Leader of the Opposition in Victoria
- In office 22 November 1928 – 12 December 1929
- Premier: Sir William McPherson
- Preceded by: Sir William McPherson
- Succeeded by: Sir William McPherson
- In office 14 April 1926 – 20 May 1927
- Premier: John Allan
- Preceded by: George Prendergast
- Succeeded by: Sir William McPherson

Leader of the Labor Party in Victoria
- In office 14 April 1926 – 1 July 1932
- Deputy: Tom Tunnecliffe
- Preceded by: George Prendergast
- Succeeded by: Tom Tunnecliffe

Member of the Victorian Legislative Assembly for Warrenheip and Grenville
- In office 9 April 1927 – 12 June 1943
- Preceded by: Electorate established
- Succeeded by: Raymond Hyatt

Member of the Victorian Legislative Assembly for Warrenheip
- In office 28 February 1913 – 4 March 1927
- Preceded by: George Holden
- Succeeded by: Electorate abolished

Personal details
- Born: 12 December 1883 Wallace, Colony of Victoria
- Died: 23 August 1964 (aged 80) Melbourne, Victoria, Australia
- Party: Labor (until 1932) Independent (1932–1935) Country (after 1935)

- _Given information_:
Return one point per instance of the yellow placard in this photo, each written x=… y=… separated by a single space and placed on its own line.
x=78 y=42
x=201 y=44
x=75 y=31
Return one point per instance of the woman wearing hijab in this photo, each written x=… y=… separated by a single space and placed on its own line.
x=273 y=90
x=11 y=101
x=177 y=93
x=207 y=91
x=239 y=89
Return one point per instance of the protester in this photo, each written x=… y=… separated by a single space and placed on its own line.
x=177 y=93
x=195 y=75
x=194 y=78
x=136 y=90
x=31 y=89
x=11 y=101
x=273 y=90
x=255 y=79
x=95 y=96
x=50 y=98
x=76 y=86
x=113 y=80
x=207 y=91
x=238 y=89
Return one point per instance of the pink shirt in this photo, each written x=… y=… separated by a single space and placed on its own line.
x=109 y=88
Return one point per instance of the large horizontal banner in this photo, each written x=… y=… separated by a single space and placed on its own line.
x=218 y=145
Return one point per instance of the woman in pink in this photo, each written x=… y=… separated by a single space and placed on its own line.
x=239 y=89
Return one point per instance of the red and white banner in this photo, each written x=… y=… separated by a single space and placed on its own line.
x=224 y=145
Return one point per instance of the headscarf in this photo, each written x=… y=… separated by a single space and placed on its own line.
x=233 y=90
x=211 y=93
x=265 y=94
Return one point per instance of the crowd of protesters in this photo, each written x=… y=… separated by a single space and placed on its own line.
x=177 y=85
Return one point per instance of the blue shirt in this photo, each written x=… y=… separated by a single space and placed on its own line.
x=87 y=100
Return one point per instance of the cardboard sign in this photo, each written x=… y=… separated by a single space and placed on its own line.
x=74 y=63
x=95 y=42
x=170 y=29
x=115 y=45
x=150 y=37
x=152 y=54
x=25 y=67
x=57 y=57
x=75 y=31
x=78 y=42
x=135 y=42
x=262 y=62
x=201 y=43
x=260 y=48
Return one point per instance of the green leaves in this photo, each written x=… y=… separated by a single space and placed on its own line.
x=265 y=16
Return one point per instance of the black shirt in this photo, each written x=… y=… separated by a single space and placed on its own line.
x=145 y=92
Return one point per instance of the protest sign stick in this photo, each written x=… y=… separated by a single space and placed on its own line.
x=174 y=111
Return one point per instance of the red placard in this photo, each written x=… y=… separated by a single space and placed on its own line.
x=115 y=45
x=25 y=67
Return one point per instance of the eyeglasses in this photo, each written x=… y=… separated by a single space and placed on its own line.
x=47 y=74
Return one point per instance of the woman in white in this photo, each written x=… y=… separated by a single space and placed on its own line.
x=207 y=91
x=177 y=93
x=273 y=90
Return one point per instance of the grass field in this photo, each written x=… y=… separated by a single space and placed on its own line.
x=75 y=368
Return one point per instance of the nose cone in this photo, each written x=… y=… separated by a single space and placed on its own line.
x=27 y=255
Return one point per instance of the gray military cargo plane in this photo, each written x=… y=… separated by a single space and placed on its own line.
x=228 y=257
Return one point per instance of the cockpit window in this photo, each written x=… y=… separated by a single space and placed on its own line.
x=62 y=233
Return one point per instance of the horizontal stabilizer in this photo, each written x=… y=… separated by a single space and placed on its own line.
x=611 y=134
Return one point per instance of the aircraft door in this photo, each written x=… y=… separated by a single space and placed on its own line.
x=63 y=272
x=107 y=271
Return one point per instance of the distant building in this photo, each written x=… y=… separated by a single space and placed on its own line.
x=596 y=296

- _Exercise tasks_:
1. Using the office listing above, decide whether each statement agrees with it. Answer yes or no for each, quoting the words that decide it.
(a) Tom Tunnecliffe followed this person as Leader of the Labor Party in Victoria.
(b) Sir William McPherson was Premier during the opposition term that began on 14 April 1926.
(c) This person was born in Melbourne.
2. In the office listing, who succeeded this person as Member for Warrenheip and Grenville?

- _Outputs in order_:
1.
(a) Yes: "Succeeded by: Tom Tunnecliffe"
(b) No: "Premier: John Allan"
(c) No: "Born: 12 December 1883 Wallace, Colony of Victoria"

2. Raymond Hyatt